**Exercise details**
Reproduce every one of the records below word for word, without changing anything.

• • •

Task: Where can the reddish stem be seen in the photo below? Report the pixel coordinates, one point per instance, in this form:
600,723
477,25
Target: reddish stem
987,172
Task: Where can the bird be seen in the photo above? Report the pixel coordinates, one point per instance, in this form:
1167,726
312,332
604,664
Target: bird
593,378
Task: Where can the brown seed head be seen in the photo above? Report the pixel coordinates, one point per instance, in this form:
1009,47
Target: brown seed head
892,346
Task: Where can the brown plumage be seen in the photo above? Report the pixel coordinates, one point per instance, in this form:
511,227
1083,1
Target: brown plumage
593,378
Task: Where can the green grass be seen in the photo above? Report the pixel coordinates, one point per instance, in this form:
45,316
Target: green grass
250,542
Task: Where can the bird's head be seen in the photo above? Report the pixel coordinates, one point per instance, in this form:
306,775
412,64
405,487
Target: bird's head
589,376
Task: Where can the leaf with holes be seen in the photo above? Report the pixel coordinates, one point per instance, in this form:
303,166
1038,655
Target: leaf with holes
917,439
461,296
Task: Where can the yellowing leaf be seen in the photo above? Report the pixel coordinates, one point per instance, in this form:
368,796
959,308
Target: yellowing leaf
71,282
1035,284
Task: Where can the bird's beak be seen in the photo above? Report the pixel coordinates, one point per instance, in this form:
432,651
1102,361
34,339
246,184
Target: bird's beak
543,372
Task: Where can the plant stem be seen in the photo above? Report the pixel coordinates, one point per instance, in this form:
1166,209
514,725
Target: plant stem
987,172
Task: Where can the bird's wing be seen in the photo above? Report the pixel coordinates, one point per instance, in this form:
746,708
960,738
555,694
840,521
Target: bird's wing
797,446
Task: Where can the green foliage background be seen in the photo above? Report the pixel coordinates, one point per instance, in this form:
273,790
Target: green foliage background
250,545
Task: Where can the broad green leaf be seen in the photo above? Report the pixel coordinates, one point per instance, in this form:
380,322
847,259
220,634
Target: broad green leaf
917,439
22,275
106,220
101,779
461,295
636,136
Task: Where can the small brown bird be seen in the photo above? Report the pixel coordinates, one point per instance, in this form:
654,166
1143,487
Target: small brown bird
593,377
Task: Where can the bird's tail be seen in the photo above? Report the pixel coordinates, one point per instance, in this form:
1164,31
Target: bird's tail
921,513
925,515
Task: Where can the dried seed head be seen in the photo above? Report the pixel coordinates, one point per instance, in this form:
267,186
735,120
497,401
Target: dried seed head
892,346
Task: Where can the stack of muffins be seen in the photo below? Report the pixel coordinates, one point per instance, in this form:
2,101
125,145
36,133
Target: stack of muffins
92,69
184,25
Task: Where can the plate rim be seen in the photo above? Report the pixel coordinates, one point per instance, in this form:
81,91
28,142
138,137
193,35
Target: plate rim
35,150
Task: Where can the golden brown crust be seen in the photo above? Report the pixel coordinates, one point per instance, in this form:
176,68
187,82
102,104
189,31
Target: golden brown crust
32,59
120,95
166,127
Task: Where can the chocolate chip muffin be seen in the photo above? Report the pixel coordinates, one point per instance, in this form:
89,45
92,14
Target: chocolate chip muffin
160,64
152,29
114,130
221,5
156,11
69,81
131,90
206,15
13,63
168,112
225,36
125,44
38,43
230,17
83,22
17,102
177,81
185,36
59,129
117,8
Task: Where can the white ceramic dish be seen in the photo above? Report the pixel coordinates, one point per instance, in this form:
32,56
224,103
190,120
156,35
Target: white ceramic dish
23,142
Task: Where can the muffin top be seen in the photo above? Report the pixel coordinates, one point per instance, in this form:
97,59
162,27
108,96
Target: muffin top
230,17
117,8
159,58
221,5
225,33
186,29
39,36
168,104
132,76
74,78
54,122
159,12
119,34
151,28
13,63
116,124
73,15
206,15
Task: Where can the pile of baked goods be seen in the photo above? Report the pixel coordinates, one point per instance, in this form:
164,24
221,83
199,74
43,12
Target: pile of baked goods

• • •

**Exercise answer**
Task: Where can the reddish stem be seen in the photo below? Report the pixel coordinates, one point per instance, in this form:
600,723
477,25
Target: reddish stem
987,172
Task: Where can the bird be seen in the photo above? Report the pixel coordinates, one point per instance, in this form:
1167,726
312,332
604,664
Target: bird
593,378
Task: Where can the brown seed head be seen in the photo above? Report the pixel coordinates, one point per instance, in this form:
1009,47
Target: brown seed head
892,346
Task: Where can the brown plumage be seen in the photo above? Report the pixel coordinates, one point per instance, in this form:
511,227
1083,1
Target: brown plumage
593,378
Task: Where can the green grass be seen in the photo above? Report the pixel coordinates, one point per instance, in this form:
45,316
Target: green grass
250,542
Task: Where can the bird's head be seen in the photo above? Report the pixel coordinates, one point per instance, in this form:
306,775
412,64
405,487
Target: bird's head
589,376
Task: Where can the leaf with holes be seen in the photo above? Report the pixel coordinates, one point per instance, in this form:
303,166
1038,655
Target: leaf with holes
917,439
461,296
Task: Where can the yellowing leaf be seen in the photo above? Report the pixel coordinates, one point per instance, in this form:
368,796
959,308
Target: yellowing leaf
71,282
1035,284
Task: Where can the bird's beak be seen in the photo above? Report the pixel coordinates, one point per instance, in this form:
432,651
1102,361
34,339
246,184
Target: bird's beak
543,372
Task: Where can the plant stem be seen in the photo above? Report the pixel coordinates, one point per instance, in this form:
1166,209
514,725
Target: plant stem
987,172
Task: Where can the bird's wing be seen in the photo above? Report the pixel coordinates, one point per instance, in this form:
746,708
960,738
555,694
840,521
Target: bird's wing
797,446
Task: Where can the green foliage background be seen in the photo above? Report the pixel coordinates, one point per instance, in this form:
273,790
Target: green foliage background
250,545
Task: Where can the broad green leaf be seen in the photo above? Report the pixel coordinates, one point per instance, in this form:
380,322
847,259
220,634
Target: broad green leaf
917,439
22,275
106,220
101,779
461,295
636,136
Task: Where can the small brown bird be seen in the photo above? Report the pixel coordinates, one point per instance, in this form:
654,166
1143,487
Target: small brown bird
593,377
Task: Where can the bird's tail be seen in the photo above? Report the pixel coordinates, one point per instance, in this form:
1164,31
Target: bird's tail
921,513
925,515
Task: Where can the dried seed head be seen in the photo above? Report the pixel coordinates, one point per instance, in this form:
267,186
735,120
497,401
Target: dried seed head
892,346
Task: Where can the stack of muffins be seen in the photo below? Report the pixel coordinates, one point per instance, in this form:
2,101
125,145
36,133
Target: stack of muffins
92,69
184,25
Task: Where can the plate rim be seen in the photo above? Report the pixel coordinates, one point per instance, in this form:
81,91
28,142
138,137
193,35
Target: plate rim
35,150
Task: Where can the golden brown crust be seen in the photo above? Report the pixel coordinates, one point per instance, in this form:
176,68
187,82
102,104
189,31
Target: golden brown crust
32,59
120,95
166,127
Task: Where can the chocolate chip muffin be seen in the photo above? Report the pixel coordinates, one point per instance, in this form:
89,45
92,14
Target: chocolate chip muffin
160,64
152,29
114,130
221,5
156,11
69,81
131,90
206,15
13,63
168,112
225,36
125,44
38,43
230,17
83,22
17,102
177,81
185,36
59,129
117,8
Task: Where can the white ceramic dish be seen in the photo above? Report the pixel coordinates, one point per instance, in this form:
32,56
224,103
190,120
156,35
Target: white ceramic dish
23,142
Task: Where can the muffin top be seen in the photo above? Report the pixel coordinates, one point per instance, in this form:
97,59
162,27
108,96
Target: muffin top
230,17
117,8
159,58
221,5
225,33
186,29
39,36
168,104
132,76
74,78
54,122
159,12
119,34
151,28
13,63
116,124
73,15
206,15
Task: Where can the pile of baked goods be seen in the photo above? Report the pixel coordinates, one point per instance, in this form:
164,24
221,83
199,74
43,12
Target: pile of baked goods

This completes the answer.